(Stored data entries)
****************

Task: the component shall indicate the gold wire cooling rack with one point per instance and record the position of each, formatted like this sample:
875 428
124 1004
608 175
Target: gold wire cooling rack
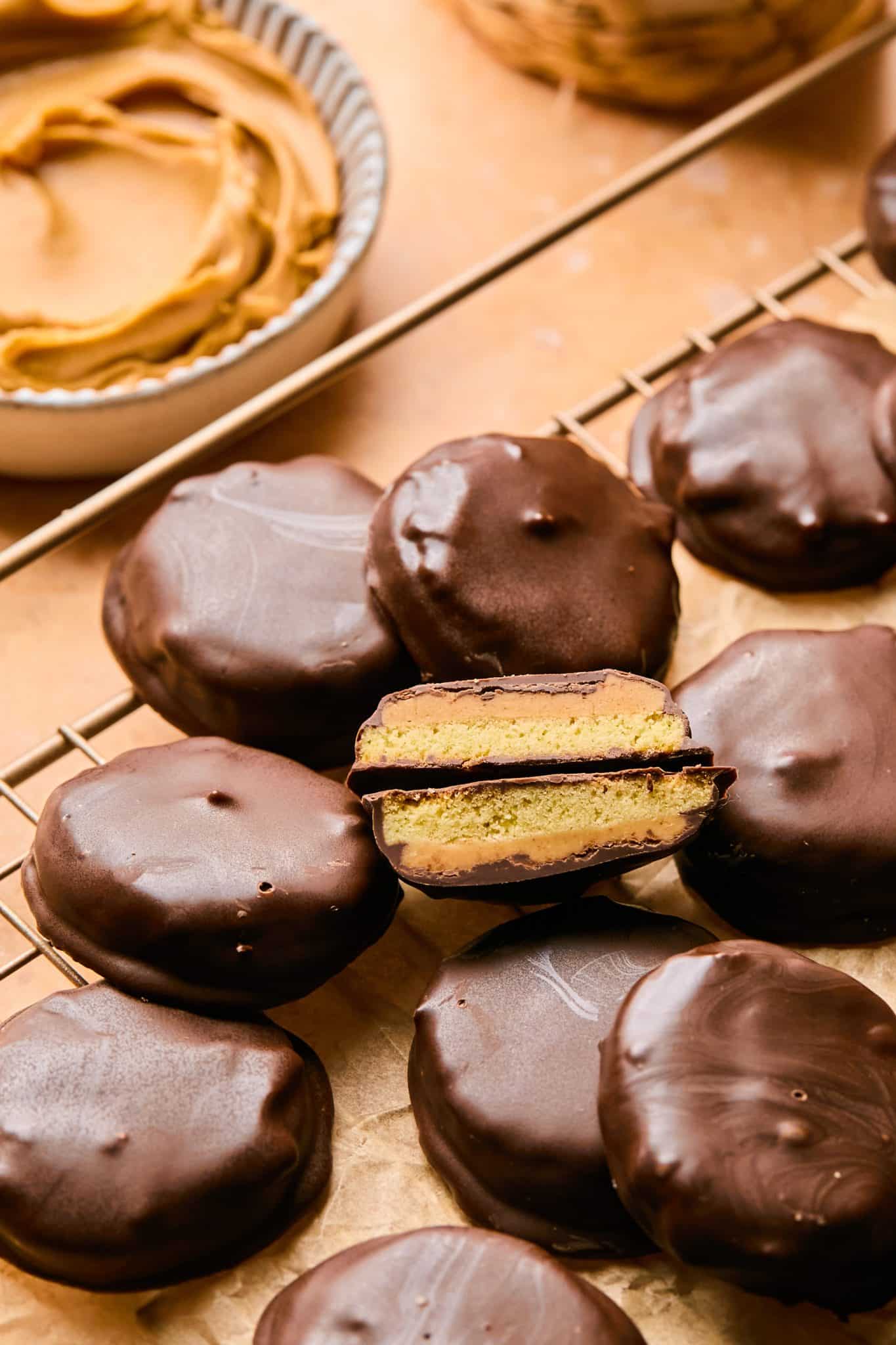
766 303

****************

# [Exercise requirements]
Please copy out each line above exactly as written, but not the pictures.

# [Result]
Task: the component shall indicate the gold wire cooling rack with one point per instance and record the position of each, formatted like this sample:
875 428
124 1004
608 175
Target: gold wire cooling rack
766 303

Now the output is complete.